> [Your task]
Put the data below into a two-column CSV with the headers text and answer, beginning at the line that contains "Check that each instance of the golfer's hand" and stopping after the line that contains "(1214, 164)". Give each text with its answer on one row, wrap each field in quotation marks, and replace line breaks with spaces.

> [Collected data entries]

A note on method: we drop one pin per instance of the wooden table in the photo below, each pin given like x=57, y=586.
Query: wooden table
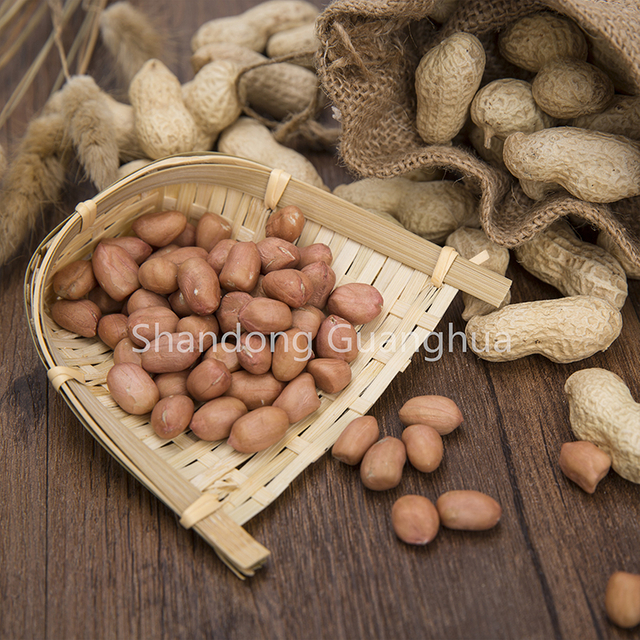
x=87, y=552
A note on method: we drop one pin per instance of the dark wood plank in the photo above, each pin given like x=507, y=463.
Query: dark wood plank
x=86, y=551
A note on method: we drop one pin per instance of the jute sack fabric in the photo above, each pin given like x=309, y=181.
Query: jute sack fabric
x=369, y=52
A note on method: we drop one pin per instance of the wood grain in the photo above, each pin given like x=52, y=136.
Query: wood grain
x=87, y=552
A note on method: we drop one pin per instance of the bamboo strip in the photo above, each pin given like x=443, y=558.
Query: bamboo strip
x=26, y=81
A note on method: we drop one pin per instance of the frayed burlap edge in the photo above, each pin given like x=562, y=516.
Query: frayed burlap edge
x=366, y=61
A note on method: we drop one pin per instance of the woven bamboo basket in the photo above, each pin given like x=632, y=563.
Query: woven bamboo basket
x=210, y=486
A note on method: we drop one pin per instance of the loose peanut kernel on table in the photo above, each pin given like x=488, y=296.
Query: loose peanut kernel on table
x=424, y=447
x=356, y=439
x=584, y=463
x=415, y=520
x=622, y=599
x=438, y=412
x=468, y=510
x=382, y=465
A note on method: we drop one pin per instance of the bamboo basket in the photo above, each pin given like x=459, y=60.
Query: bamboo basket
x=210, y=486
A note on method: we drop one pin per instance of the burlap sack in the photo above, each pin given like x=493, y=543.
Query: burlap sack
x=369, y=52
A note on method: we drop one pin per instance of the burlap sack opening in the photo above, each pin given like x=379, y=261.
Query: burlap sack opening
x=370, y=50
...
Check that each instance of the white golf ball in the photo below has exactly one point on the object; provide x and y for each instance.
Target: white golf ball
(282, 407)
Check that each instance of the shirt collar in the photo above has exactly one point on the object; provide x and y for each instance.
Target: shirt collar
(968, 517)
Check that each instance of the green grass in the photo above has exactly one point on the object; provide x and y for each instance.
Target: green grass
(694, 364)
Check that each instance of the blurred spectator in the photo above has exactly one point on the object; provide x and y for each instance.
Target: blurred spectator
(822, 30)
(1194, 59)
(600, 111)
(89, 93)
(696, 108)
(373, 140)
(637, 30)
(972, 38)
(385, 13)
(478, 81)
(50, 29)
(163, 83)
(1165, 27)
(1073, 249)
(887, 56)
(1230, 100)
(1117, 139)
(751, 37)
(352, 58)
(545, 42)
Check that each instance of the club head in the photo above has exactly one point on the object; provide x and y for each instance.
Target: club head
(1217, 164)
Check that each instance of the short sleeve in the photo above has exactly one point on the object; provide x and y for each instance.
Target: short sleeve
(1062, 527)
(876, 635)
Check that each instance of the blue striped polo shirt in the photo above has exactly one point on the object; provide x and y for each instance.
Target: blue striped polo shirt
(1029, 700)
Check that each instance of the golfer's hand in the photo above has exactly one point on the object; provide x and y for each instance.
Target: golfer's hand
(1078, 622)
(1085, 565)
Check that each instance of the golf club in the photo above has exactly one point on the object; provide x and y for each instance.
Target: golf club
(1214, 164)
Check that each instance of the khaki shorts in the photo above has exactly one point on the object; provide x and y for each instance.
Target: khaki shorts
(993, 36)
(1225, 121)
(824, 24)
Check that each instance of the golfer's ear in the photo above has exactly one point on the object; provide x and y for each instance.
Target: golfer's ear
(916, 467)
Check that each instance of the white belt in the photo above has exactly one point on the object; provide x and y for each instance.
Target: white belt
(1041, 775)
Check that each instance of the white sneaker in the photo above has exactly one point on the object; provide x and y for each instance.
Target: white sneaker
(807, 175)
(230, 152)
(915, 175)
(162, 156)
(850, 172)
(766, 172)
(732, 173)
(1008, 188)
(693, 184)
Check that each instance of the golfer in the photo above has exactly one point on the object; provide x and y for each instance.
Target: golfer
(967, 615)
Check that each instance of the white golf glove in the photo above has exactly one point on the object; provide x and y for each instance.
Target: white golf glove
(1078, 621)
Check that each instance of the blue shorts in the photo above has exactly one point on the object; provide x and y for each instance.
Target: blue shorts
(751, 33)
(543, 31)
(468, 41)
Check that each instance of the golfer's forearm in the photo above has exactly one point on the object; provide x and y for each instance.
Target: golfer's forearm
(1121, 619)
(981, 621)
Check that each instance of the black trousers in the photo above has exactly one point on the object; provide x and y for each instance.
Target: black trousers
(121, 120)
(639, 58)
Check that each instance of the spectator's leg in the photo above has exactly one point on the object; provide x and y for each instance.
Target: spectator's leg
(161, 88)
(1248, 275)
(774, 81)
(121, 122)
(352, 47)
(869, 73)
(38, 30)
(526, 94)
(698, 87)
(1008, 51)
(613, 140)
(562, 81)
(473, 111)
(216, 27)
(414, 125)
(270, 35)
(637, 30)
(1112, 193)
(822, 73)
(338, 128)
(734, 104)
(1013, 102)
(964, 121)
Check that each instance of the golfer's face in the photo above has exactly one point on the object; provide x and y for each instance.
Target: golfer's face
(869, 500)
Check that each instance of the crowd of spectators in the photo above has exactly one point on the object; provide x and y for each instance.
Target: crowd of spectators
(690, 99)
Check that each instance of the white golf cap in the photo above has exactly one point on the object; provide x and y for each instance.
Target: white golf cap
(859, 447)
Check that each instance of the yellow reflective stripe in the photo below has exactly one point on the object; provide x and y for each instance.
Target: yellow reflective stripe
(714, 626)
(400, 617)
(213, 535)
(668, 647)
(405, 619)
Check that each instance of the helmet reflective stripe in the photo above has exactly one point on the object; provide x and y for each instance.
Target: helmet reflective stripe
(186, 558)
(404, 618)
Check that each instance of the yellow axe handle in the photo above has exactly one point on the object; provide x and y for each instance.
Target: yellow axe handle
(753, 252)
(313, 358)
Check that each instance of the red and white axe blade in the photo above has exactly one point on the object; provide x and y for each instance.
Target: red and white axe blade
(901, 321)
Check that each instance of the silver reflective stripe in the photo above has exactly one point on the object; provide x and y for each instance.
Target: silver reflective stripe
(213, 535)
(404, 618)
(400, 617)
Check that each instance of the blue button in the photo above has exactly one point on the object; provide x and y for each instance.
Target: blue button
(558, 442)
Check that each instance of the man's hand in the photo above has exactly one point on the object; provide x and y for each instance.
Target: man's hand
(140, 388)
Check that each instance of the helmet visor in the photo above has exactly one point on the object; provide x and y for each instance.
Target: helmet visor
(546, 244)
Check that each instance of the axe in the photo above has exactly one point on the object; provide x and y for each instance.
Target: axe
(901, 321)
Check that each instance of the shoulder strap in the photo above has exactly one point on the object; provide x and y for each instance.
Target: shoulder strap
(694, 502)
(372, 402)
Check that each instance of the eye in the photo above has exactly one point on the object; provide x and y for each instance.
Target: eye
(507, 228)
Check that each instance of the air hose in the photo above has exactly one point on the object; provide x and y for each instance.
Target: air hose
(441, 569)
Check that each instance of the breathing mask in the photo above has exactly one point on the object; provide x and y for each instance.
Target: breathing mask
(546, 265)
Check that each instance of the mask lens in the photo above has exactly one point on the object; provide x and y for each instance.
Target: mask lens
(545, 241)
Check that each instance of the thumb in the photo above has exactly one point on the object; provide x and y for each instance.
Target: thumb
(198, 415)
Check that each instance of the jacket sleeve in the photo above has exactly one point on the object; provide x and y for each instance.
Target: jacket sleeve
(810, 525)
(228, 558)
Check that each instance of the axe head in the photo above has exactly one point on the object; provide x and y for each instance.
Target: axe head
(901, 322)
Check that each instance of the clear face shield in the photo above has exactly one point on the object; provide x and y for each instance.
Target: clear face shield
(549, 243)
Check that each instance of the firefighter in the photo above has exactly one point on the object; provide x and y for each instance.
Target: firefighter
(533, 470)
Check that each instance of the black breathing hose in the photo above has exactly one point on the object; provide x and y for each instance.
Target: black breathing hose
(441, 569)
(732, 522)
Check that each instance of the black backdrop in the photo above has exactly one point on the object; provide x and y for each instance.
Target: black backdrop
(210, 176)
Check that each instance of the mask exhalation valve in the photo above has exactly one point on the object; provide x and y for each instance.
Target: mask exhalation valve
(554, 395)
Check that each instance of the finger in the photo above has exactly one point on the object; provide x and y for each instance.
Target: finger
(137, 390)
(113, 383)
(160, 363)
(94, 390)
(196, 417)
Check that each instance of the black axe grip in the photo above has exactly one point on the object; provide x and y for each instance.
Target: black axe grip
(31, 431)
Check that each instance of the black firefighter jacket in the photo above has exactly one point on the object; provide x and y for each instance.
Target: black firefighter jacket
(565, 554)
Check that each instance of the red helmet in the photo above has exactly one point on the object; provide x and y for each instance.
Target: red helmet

> [Result]
text,answer
"Check that each instance of the golfer's hand in the photo above has exactly one point on the object; provide x and y for each instance. Target: golfer's hand","(1078, 622) (1085, 565)"
"Check that each instance of the golf club in the photo above has exactly one point on the object; provide x and y for each instance. Target: golf club","(1214, 164)"